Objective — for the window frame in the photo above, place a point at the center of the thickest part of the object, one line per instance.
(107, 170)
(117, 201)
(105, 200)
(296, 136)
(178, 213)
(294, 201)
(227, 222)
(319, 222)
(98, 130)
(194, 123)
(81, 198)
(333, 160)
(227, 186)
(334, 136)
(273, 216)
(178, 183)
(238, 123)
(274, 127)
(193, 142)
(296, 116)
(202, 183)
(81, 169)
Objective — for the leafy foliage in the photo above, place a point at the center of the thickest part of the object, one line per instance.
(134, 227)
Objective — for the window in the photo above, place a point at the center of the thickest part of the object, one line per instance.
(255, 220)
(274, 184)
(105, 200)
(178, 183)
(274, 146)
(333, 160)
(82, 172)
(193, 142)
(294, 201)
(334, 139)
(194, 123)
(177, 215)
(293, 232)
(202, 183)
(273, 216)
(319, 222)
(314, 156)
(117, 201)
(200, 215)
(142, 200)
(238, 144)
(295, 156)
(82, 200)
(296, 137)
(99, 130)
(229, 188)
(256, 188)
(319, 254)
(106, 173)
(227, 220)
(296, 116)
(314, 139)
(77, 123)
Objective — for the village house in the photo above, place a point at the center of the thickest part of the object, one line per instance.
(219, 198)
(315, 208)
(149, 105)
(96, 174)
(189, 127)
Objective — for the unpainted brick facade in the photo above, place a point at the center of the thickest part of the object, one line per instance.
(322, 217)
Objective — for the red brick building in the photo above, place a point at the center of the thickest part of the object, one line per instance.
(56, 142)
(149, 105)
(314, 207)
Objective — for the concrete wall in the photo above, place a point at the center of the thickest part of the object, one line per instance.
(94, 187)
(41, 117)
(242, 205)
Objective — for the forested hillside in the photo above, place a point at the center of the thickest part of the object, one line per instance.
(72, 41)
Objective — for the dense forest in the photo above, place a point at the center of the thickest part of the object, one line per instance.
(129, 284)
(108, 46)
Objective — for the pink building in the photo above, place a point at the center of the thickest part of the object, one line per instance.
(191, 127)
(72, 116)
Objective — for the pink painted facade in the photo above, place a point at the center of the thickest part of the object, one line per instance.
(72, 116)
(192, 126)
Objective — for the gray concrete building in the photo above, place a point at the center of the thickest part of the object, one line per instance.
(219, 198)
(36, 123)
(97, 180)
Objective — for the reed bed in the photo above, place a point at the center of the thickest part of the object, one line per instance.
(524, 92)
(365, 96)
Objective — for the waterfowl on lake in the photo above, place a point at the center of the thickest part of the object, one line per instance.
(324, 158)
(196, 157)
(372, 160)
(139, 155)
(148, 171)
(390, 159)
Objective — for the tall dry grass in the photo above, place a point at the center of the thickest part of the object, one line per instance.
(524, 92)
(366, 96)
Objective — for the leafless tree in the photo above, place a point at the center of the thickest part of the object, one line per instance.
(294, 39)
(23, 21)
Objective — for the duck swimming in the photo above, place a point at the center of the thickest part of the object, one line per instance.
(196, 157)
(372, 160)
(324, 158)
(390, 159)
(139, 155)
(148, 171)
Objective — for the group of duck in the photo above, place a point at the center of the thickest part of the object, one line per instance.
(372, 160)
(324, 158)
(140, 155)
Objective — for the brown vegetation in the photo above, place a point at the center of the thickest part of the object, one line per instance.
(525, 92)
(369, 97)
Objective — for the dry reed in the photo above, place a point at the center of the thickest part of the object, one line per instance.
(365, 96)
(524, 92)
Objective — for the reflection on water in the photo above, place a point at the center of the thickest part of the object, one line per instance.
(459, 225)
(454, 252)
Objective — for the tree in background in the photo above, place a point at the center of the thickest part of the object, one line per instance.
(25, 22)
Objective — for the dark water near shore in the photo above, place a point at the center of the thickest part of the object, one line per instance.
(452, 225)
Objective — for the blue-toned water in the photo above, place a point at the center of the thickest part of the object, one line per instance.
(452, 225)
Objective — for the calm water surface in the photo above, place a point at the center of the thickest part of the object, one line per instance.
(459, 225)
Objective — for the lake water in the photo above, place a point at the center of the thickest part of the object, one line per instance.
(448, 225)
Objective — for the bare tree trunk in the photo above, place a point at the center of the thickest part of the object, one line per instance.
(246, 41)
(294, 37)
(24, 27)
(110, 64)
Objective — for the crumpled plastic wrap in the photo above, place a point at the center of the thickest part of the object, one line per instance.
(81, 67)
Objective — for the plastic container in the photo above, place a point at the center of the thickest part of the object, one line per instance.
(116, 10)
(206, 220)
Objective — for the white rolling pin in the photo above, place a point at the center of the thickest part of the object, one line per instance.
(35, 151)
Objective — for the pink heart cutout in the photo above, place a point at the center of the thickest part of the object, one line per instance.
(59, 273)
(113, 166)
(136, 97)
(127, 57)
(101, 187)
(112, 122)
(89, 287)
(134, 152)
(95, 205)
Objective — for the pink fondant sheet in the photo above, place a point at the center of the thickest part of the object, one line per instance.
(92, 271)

....

_WRITTEN EXERCISE:_
Reproduce every line above without error.

_TASK SOLUTION:_
Objective — for the window frame in the photo above, place a point at the center of the thickest part of the object, one line per instance.
(107, 170)
(117, 201)
(105, 200)
(296, 136)
(178, 213)
(294, 201)
(227, 222)
(319, 222)
(98, 130)
(194, 123)
(81, 198)
(333, 160)
(227, 186)
(334, 136)
(273, 216)
(178, 183)
(238, 123)
(274, 127)
(193, 142)
(296, 116)
(202, 183)
(81, 169)
Objective — for the leafy foliage in the photo above, place a point at the center of the thickest part of the object, one line per instance.
(134, 227)
Objective — for the window in the photo above, place a point at the center of the thickest part of the object, one line per instance.
(255, 220)
(274, 184)
(105, 200)
(178, 183)
(274, 146)
(333, 160)
(82, 172)
(193, 142)
(294, 201)
(334, 139)
(194, 123)
(177, 215)
(293, 232)
(202, 183)
(273, 216)
(319, 222)
(314, 156)
(117, 201)
(200, 215)
(142, 200)
(238, 144)
(295, 156)
(82, 200)
(296, 137)
(99, 130)
(229, 188)
(256, 188)
(319, 254)
(106, 173)
(227, 220)
(296, 116)
(314, 139)
(77, 123)
Objective — for the village house in the photo above, place a point at the center of the thickest part of the object, one line per instance.
(219, 198)
(315, 208)
(149, 105)
(96, 174)
(189, 127)
Objective — for the unpainted brick facade in the photo above, place a point at the center of the thickest part of the object, one line per instance.
(322, 217)
Objective — for the red brick building in the photo above, place a point at the center of the thickest part of the object, one line per instance.
(56, 142)
(149, 105)
(314, 207)
Objective — for the concrete wall in the photo above, place a point at the center of the thickest part of the object, one line per instance.
(94, 187)
(41, 117)
(242, 205)
Objective — for the forested hillside in the photo above, place a point at the center of the thickest part of the object, one line per instance.
(72, 41)
Objective — for the dense forest in the photo above, place a point at the center of the thickest part of the object, one line per instance.
(129, 284)
(108, 46)
Objective — for the pink building in the photo above, place a point at the center of the thickest part of the object, one line per instance.
(191, 127)
(72, 116)
Objective — for the pink painted facade in the photo above, place a point at the center of the thickest part of the object, one line per instance.
(72, 116)
(192, 126)
Objective — for the gray concrete building in the photo above, place a point at the center of the thickest part of the object, one line per instance.
(219, 198)
(36, 123)
(97, 180)
Objective — for the reed bed in the photo above, place a point at the center of the thickest part of the object, one line per instance.
(524, 92)
(365, 96)
Objective — for the waterfowl on lake in the photo above, place a point at the center of the thickest part of the object, one line per instance.
(324, 158)
(196, 157)
(372, 160)
(139, 155)
(148, 171)
(390, 159)
Objective — for the tall dry grass in the photo above, place a point at the center of the thickest part of the object, one line per instance.
(524, 92)
(366, 96)
Objective — for the leafless tree in the photo above, place a point at the center of the thickest part of the object, one line per instance.
(294, 39)
(23, 21)
Objective — for the duck swimming in the photo above, place a point at the center of the thickest part of the object, one line per instance.
(196, 157)
(372, 160)
(324, 158)
(390, 159)
(139, 155)
(148, 171)
Objective — for the group of duck in the photo above, place a point at the center of the thickest part of the object, one line per instance.
(372, 160)
(324, 158)
(140, 155)
Objective — for the brown vegetation in the photo above, place a point at the center of the thickest part of the object, one line per instance.
(525, 92)
(369, 97)
Objective — for the dry reed in the photo above, place a point at the center of the thickest part of the object, one line per instance.
(365, 96)
(524, 92)
Objective — for the reflection on water in the photo above, place a point at the center of the thickest part of the object, one line per instance.
(459, 225)
(454, 252)
Objective — for the tree in background in the photo above, place a point at the center of the thickest part of the object, one line per instance.
(25, 22)
Objective — for the dark water near shore in the photo above, place a point at the center of the thickest part of the object, one line per instance.
(452, 225)
Objective — for the blue-toned water in the photo above, place a point at the center of the thickest part of the object, one line per instance.
(452, 225)
Objective — for the calm water surface in the photo above, place a point at the center of the thickest part of the object, one line per instance.
(459, 225)
Objective — for the lake water in the photo above, place a point at the center of the thickest part of the object, one line per instance.
(448, 225)
Objective — for the bare tree trunk in the photo above, place a point at the center of the thickest part of the object, one line per instance.
(246, 41)
(294, 37)
(24, 27)
(110, 64)
Objective — for the crumpled plastic wrap in the photo above, place a point at the center of the thickest part of the object, one line per instance.
(81, 67)
Objective — for the plastic container in the photo above, place a point at the center of the thickest part of the object, one line per instance.
(116, 10)
(206, 220)
Objective — for the white rolling pin in the photo above, place a point at the center of the thickest part of the object, one line per instance.
(35, 151)
Objective — for the pink heart cutout in the photo above, place a point at the center of the thickest part of the object, one line per instance.
(59, 273)
(113, 166)
(136, 97)
(127, 57)
(101, 187)
(112, 122)
(89, 287)
(134, 152)
(95, 205)
Objective — for the pink fondant sheet in the photo above, place a point at the center of the thickest part of the object, one line per instance.
(92, 271)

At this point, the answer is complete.